Ainsi, les conditions historiques qui ont été à l'origine de cette phase de décomposition se sont non seulement maintenues, mais elles se sont aggravées ce qui a eu comme conséquence une aggravation de la plupart des manifestations de la décomposition.

Pour bien comprendre une telle aggravation il est important de rappeler que - comme le souligne le point 2 des Thèses - nous parlons de l’époque ou phase de la décomposition et non pas simplement de "manifestations de décomposition".

Le point 1 des Thèses insiste sur le fait qu'il existe une différence cruciale entre la décadence du capitalisme et la décadence des autres modes de production l’ayant précédé. Souligner cette différence est important par rapport à la question qui constitue la clé de la décomposition : la perspective. Pour se borner à la décadence du féodalisme celle-ci était limitée par l'émergence "en parallèle" des rapports capitalistes et l’ascension de façon graduelle et partielle de la classe bourgeoise. La décomposition d’une série de formes économiques, sociales, idéologiques, politiques, de la société féodale était en quelque sorte atténuée par l’instrumentalisation de celle-ci (pas nécessairement avec une réelle conscience) par le nouveau mode de production émergeant. On peut en donner deux illustrations : la monarchie absolue servait dans certains pays au développement économique du capital contribuant à former un marché national ; la vision religieuse de la "purification du corps" - censé être le foyer du diable - avait une utilité dans l’accumulation primitive de capital pour la croissance de la natalité et pour imposer la discipline aux futurs prolétaires.

C’est pour cela que, dans la décadence du féodalisme, il pouvait exister des manifestations de décomposition sociale plus ou moins poussées, mais il ne pouvait pas exister une époque spécifique de décomposition. Dans l’histoire humaine certaines civilisations très isolées ont pu finir dans une complète décomposition conduisant à leur disparition. Cependant, seul le capitalisme peut avoir dans sa décadence une époque globale de décomposition, comme phénomène historique et mondial.

2) Les manifestations sociales de la décomposition

Les thèses de 1990 indiquaient les principales manifestations sociales de la décomposition :

  • "la multiplication des famines dans les pays du "tiers-monde" (…)
  • la transformation de ce même "tiers-monde" en un immense bidonville où des centaines de millions d'êtres humains survivent comme des rats dans les égouts (…)
  • le développement du même phénomène au cœur des grandes villes des pays "avancés" (…)
  • les catastrophes "accidentelles" qui se sont multipliées ces derniers temps (…)
  • les effets de plus en plus dévastateurs, sur le plan humain, social et économique des catastrophes "naturelles" (…)
  • la dégradation de l'environnement qui atteint des proportions ahurissantes (…)" (Point 7)

▶ CONSIGNE ÉCRITE A:
D'après le passage sur la décomposition, quel mode de production est le seul à pouvoir connaître, dans sa décadence, une époque globale de décomposition ?
▶ CONSIGNE ÉCRITE B:
Transcrivez le passage sur la décomposition entre « C’est pour cela » et « les égouts (…) », ces deux extraits compris.

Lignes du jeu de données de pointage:

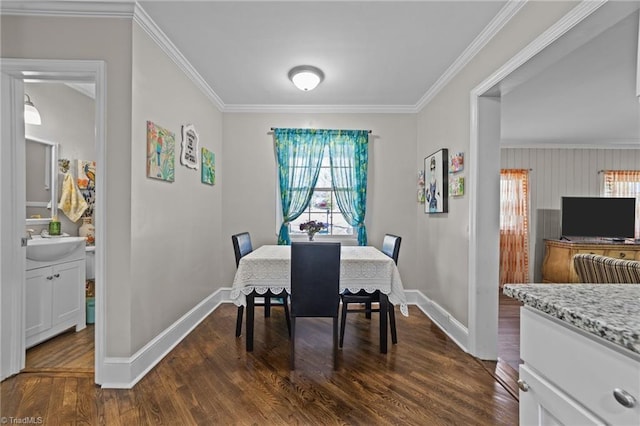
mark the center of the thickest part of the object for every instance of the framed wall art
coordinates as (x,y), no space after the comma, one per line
(208,173)
(456,162)
(456,186)
(189,152)
(436,185)
(161,153)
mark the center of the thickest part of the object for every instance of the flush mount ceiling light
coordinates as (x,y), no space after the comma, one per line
(31,114)
(306,77)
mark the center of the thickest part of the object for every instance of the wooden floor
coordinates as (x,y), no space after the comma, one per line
(209,378)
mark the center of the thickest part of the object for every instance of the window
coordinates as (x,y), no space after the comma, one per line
(624,183)
(323,206)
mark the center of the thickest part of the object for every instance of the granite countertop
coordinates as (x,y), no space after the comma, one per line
(609,311)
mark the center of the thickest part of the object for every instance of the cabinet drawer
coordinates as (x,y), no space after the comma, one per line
(592,251)
(585,368)
(621,254)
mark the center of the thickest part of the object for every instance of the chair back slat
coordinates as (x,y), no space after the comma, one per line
(241,245)
(391,246)
(315,279)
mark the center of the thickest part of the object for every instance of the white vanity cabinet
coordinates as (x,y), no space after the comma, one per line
(55,295)
(570,377)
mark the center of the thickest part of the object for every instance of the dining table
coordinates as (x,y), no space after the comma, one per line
(267,271)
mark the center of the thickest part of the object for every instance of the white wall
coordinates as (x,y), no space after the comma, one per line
(163,239)
(249,168)
(175,227)
(445,123)
(558,172)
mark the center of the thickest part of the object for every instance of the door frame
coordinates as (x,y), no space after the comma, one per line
(484,209)
(12,184)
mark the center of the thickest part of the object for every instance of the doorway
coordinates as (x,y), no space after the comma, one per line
(67,111)
(16,74)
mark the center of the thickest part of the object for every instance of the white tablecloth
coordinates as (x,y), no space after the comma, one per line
(361,268)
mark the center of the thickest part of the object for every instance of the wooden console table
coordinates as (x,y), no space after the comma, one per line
(557,266)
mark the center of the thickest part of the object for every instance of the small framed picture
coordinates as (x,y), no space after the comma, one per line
(456,162)
(436,183)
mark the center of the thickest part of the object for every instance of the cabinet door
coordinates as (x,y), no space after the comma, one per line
(545,405)
(38,289)
(67,287)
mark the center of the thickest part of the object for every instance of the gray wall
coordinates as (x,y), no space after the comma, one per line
(558,172)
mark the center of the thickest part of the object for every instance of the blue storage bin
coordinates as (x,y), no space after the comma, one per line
(91,310)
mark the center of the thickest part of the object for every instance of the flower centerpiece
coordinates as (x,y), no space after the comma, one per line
(312,227)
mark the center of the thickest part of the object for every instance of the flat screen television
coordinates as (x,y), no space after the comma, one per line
(598,217)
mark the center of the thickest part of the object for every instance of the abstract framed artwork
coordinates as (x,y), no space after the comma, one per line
(208,171)
(456,186)
(436,185)
(456,162)
(161,153)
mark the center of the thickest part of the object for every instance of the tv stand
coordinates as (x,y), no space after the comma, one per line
(557,266)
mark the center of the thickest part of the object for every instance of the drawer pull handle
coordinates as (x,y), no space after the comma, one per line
(524,387)
(624,398)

▶ RÉPONSE COMPLÈTE A:
Seul le capitalisme peut connaître, dans sa décadence, une époque globale de décomposition.

▶ RÉPONSE COMPLÈTE B:
C’est pour cela que, dans la décadence du féodalisme, il pouvait exister des manifestations de décomposition sociale plus ou moins poussées, mais il ne pouvait pas exister une époque spécifique de décomposition. Dans l’histoire humaine certaines civilisations très isolées ont pu finir dans une complète décomposition conduisant à leur disparition. Cependant, seul le capitalisme peut avoir dans sa décadence une époque globale de décomposition, comme phénomène historique et mondial.

2) Les manifestations sociales de la décomposition

Les thèses de 1990 indiquaient les principales manifestations sociales de la décomposition :

  • "la multiplication des famines dans les pays du "tiers-monde" (…)
  • la transformation de ce même "tiers-monde" en un immense bidonville où des centaines de millions d'êtres humains survivent comme des rats dans les égouts (…)